→ **Data listing**
______

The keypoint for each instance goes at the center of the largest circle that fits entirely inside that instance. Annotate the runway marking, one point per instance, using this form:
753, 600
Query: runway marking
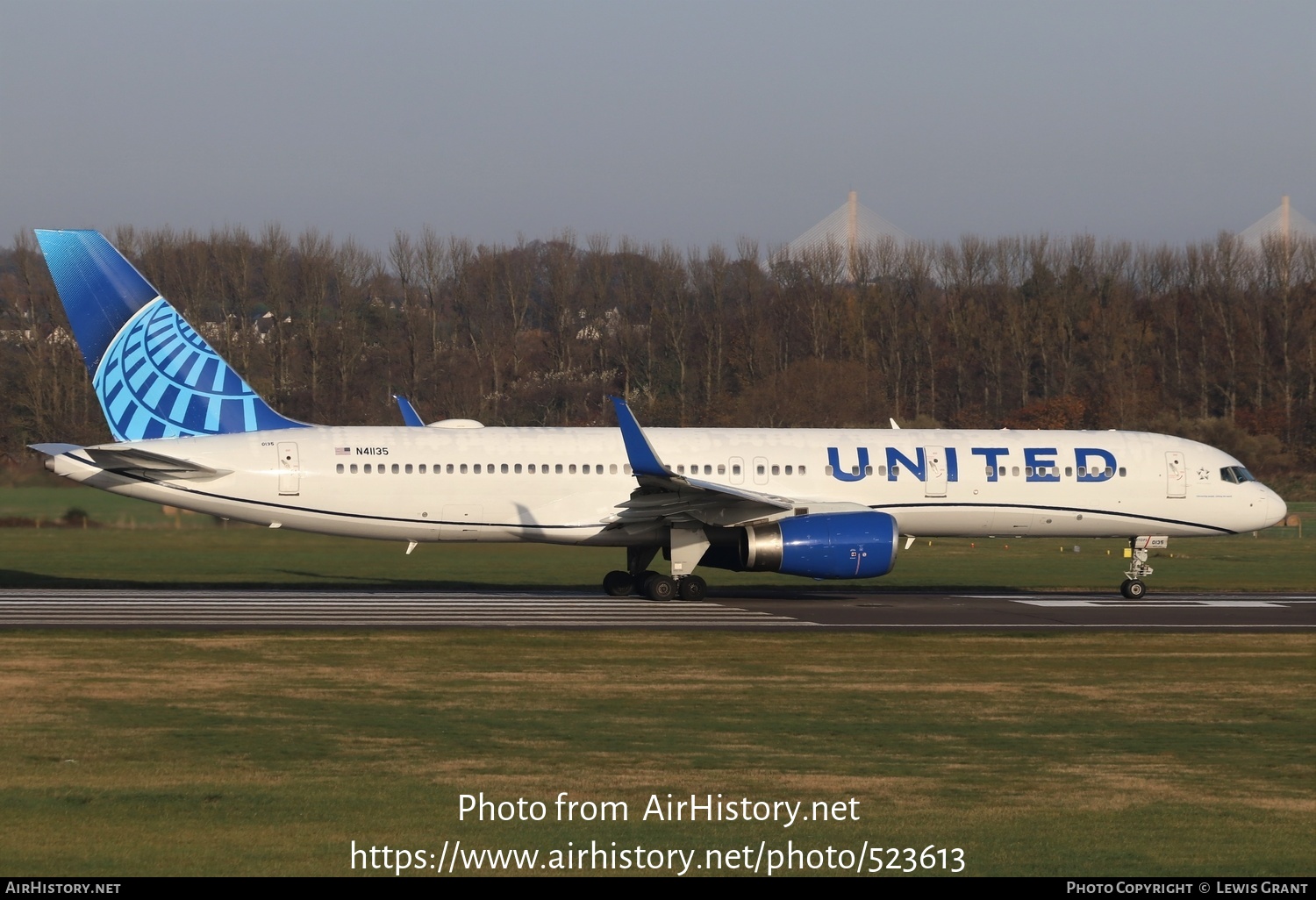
1142, 604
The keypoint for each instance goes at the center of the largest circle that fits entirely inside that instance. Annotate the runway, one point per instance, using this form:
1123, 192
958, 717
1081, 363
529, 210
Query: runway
818, 612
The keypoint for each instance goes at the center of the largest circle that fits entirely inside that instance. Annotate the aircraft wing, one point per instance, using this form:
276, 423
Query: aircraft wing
133, 461
666, 497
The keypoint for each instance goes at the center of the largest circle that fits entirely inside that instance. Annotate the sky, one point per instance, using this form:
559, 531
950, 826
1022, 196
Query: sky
690, 123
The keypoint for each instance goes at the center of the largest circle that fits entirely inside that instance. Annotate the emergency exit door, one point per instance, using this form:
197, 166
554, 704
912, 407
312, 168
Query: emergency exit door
1176, 475
934, 461
290, 470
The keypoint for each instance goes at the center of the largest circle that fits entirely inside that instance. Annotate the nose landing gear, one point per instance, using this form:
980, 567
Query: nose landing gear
1134, 586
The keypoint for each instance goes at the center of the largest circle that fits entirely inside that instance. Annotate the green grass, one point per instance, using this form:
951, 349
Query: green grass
1276, 560
1094, 754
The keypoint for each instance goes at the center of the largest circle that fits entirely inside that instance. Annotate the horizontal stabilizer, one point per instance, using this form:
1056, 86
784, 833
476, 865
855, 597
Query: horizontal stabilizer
54, 449
144, 463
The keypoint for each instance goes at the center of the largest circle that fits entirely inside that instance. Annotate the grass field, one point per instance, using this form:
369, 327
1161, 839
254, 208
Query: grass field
1037, 755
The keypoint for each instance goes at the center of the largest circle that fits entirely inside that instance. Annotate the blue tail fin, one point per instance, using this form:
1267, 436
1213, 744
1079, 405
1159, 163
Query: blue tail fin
153, 374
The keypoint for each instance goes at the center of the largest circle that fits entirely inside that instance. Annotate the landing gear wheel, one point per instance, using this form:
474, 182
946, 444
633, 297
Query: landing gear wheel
618, 583
660, 587
692, 587
641, 584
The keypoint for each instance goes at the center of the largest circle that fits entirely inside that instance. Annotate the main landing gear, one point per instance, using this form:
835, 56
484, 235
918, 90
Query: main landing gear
1134, 587
655, 586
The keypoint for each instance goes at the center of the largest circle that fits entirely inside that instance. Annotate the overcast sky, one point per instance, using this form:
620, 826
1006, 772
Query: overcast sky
682, 121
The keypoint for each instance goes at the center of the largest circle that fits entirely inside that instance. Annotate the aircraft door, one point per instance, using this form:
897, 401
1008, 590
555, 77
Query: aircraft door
1176, 475
461, 523
936, 473
290, 468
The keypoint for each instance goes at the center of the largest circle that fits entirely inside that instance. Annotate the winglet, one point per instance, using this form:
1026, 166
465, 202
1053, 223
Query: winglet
410, 416
644, 461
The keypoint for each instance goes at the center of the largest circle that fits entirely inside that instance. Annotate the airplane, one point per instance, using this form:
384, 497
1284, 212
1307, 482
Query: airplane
816, 503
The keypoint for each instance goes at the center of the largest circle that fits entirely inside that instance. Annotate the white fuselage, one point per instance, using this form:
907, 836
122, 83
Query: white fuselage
565, 484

______

→ **The problem**
Rewrite all of the data above with "largest circle" replaced by "biggest circle" and nothing else changed. Omit the pictures.

→ **Completed task**
The keypoint for each instance goes at the center of the biggest circle that fits entirely inside that instance. Annotate the runway marking, one point per instance, using this form:
753, 600
Query: runway marking
1142, 604
The keypoint for each instance goes at the center of the biggest circle that fits entirely inside that instance. Annotate the runway, one point per instance, using this form:
1123, 192
958, 717
1081, 363
529, 210
Query: runway
818, 612
The keypoint for each instance goes at the center of the biggest circle that fits entirely inside that instance. Annotate the aircraft wing, one point per instance, using this form:
276, 423
Query: aircraft wing
133, 461
666, 497
The keypoint for each instance goes at the center of the biggest circle that fits entirely inside that instance. Annotate the sky, one point per instance, using this form:
559, 531
950, 826
1022, 196
Query: sky
690, 123
The keypoint for each instance goes at the center of the biggest circle that fits entirely inside that instance. Annotate the emergency exit door, one point per instance, using this form:
197, 166
554, 704
912, 407
312, 168
Query: emergency exit door
1176, 475
934, 461
290, 470
The keypoint for each instance goes at the center of the biggest circle that fits entirely inside that instance. Annotate the nose landing gear, one point per instance, using this form:
980, 567
Query: nose landing gear
1134, 586
The keypoint for each instance goes at the center of the biggest circle that fits entirely inside that instance. Annotate the green grass, one point per instance, using this form:
951, 349
Query: green grass
1276, 560
1094, 754
The keypoint for each instance goes at the center of the biggest circle that fits entirely inside that instance. Annotate the horizontal stabilizer, one point per instance, using this form:
1056, 86
784, 833
476, 865
855, 597
Query: horizontal stabilizer
54, 449
144, 463
The keypoint for each instance goes at the center of the biggest circle that fits entirely inside that instance. Annotate the grass field, one point per instance, using this form:
369, 327
1161, 839
254, 208
Query: grass field
1037, 755
The keypoint for each instance goes at the center of the biggest circle that fits entirely inside that instance. Annotate the blue tail fin, one point per instance, using this form:
1267, 436
1213, 744
1079, 405
1159, 163
Query: blue tail fin
153, 374
The keypoint for each instance goes at the center of the biggest circle that fits entirely inside that instance. Annotate the landing gear wheel, one point per instance, using this form:
474, 182
946, 444
633, 297
Query: landing gear wheel
618, 583
660, 587
692, 587
641, 584
The keypoint for each instance goes at the center of the biggest circle that fits entirely inside that instance. Annotate the main landing gear, one point per instance, using this form:
835, 56
484, 235
918, 90
Query: main landing gear
1134, 587
655, 586
The keypoint for each instance goes at the center of the biggest circle that fits entirely inside that instance. Annotate the overcast sky, one point per instance, using this form:
620, 826
1006, 772
Query: overcast sky
682, 121
The keypoint for each instance goes at the center of the biggest circle that fits entirely inside that instance. Annotate the aircraft door, one point per instance, using this form:
897, 401
1008, 590
555, 77
Query: aircraft door
1176, 475
461, 523
936, 473
290, 468
The keypoint for each instance goes at the center of the biggest circle that fits entirely inside that instance. Annotate the winglet, one point per instance, using this form:
1026, 166
465, 202
1053, 223
Query: winglet
410, 416
644, 461
The keypoint for each instance goes at the center of the biggest circle that fits entirely inside that instance. Annotate the airplane, one point per instance, using this form:
384, 497
1284, 212
1307, 482
Query: airplane
816, 503
The keypoint for each instance goes at the center of the biggest circle that fits entirely inside that instance. Annotate the white fuselage, one point per instance, using this form:
907, 836
122, 83
Query: white fuselage
565, 484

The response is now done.